EXERCISE>
Type the entries out once more. Match them exactly.

INFORMATION SUPPLIED>
◆ ◆ ◆
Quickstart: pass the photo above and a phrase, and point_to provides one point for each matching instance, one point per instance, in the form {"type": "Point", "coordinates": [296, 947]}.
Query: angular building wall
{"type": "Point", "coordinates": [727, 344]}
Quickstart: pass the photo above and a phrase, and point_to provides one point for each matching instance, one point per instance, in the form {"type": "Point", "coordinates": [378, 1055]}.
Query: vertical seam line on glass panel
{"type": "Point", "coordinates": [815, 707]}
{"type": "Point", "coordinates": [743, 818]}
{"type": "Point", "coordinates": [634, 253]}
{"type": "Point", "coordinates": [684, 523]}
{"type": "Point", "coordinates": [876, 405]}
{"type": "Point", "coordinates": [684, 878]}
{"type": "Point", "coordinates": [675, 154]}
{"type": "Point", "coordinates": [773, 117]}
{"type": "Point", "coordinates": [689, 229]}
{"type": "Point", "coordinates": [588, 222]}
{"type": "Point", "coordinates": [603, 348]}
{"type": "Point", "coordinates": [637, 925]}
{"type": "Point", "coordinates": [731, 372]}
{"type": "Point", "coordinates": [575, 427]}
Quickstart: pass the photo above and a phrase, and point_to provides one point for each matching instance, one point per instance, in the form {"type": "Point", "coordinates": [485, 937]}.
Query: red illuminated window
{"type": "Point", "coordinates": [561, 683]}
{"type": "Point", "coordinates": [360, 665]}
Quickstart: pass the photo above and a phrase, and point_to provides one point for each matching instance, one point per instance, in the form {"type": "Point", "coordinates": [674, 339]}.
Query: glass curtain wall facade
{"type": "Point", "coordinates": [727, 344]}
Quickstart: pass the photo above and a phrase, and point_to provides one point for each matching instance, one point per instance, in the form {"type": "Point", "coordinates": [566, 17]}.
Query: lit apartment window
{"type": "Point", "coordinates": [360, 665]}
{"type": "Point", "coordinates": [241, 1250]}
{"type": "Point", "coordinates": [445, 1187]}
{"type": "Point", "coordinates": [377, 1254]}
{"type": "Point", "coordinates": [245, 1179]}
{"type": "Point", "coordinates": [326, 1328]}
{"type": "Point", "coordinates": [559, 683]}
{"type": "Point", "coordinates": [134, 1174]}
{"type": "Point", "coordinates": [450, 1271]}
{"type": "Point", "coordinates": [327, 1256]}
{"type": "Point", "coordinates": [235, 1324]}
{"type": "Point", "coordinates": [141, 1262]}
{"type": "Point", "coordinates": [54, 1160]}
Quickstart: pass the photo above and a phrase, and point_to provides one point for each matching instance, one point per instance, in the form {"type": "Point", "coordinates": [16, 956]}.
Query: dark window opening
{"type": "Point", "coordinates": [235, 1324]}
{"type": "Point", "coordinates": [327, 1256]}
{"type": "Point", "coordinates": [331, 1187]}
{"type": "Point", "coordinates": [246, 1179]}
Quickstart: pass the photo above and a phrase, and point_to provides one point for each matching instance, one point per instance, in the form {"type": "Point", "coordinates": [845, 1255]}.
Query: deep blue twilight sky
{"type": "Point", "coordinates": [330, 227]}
◆ ◆ ◆
TASK ANSWER>
Quickstart: pass the photo above and a phrase, and point_to provides one point for each matching instance, one point per instance, in the form {"type": "Point", "coordinates": [296, 947]}.
Query: angular building wall
{"type": "Point", "coordinates": [727, 344]}
Quickstart: pass the photo above and a phrase, and point_to provides one point for each matching instance, one point per instance, in the form {"type": "Point", "coordinates": [378, 1055]}.
Query: vertical seam line on glass panel
{"type": "Point", "coordinates": [815, 707]}
{"type": "Point", "coordinates": [743, 818]}
{"type": "Point", "coordinates": [634, 253]}
{"type": "Point", "coordinates": [684, 523]}
{"type": "Point", "coordinates": [876, 405]}
{"type": "Point", "coordinates": [684, 878]}
{"type": "Point", "coordinates": [675, 154]}
{"type": "Point", "coordinates": [773, 117]}
{"type": "Point", "coordinates": [689, 229]}
{"type": "Point", "coordinates": [588, 222]}
{"type": "Point", "coordinates": [603, 348]}
{"type": "Point", "coordinates": [637, 925]}
{"type": "Point", "coordinates": [731, 372]}
{"type": "Point", "coordinates": [575, 427]}
Quickstart: pass the photo above and a phrase, and point_to provides one point for each matching instance, one point per instance, in the form {"type": "Point", "coordinates": [485, 937]}.
Query: red illuminated window
{"type": "Point", "coordinates": [561, 683]}
{"type": "Point", "coordinates": [360, 665]}
Quickstart: pass the photo above and a phrase, and point_to provides one point for each matching instance, one point per instance, in the form {"type": "Point", "coordinates": [674, 339]}.
Query: glass curtain wall facade
{"type": "Point", "coordinates": [727, 344]}
Quickstart: pass the photo above and a phrase, and point_to provides one point for each matching instance, one point per instance, in the form {"type": "Point", "coordinates": [566, 17]}.
Query: lit apartment window
{"type": "Point", "coordinates": [360, 665]}
{"type": "Point", "coordinates": [241, 1250]}
{"type": "Point", "coordinates": [445, 1187]}
{"type": "Point", "coordinates": [377, 1254]}
{"type": "Point", "coordinates": [245, 1179]}
{"type": "Point", "coordinates": [326, 1328]}
{"type": "Point", "coordinates": [559, 683]}
{"type": "Point", "coordinates": [134, 1174]}
{"type": "Point", "coordinates": [450, 1271]}
{"type": "Point", "coordinates": [327, 1256]}
{"type": "Point", "coordinates": [235, 1324]}
{"type": "Point", "coordinates": [141, 1262]}
{"type": "Point", "coordinates": [54, 1160]}
Quickstart: pass the photo above and a phrase, and point_to provides one point for each matching instance, one point per instance, in the form {"type": "Point", "coordinates": [16, 956]}.
Query: dark window opening
{"type": "Point", "coordinates": [235, 1324]}
{"type": "Point", "coordinates": [327, 1256]}
{"type": "Point", "coordinates": [331, 1187]}
{"type": "Point", "coordinates": [246, 1179]}
Quickstart: pass the photo above and a phrase, and point_to provides one point for each matching instance, one point per instance, in the form {"type": "Point", "coordinates": [845, 1255]}.
Query: deep blue twilight sky
{"type": "Point", "coordinates": [330, 227]}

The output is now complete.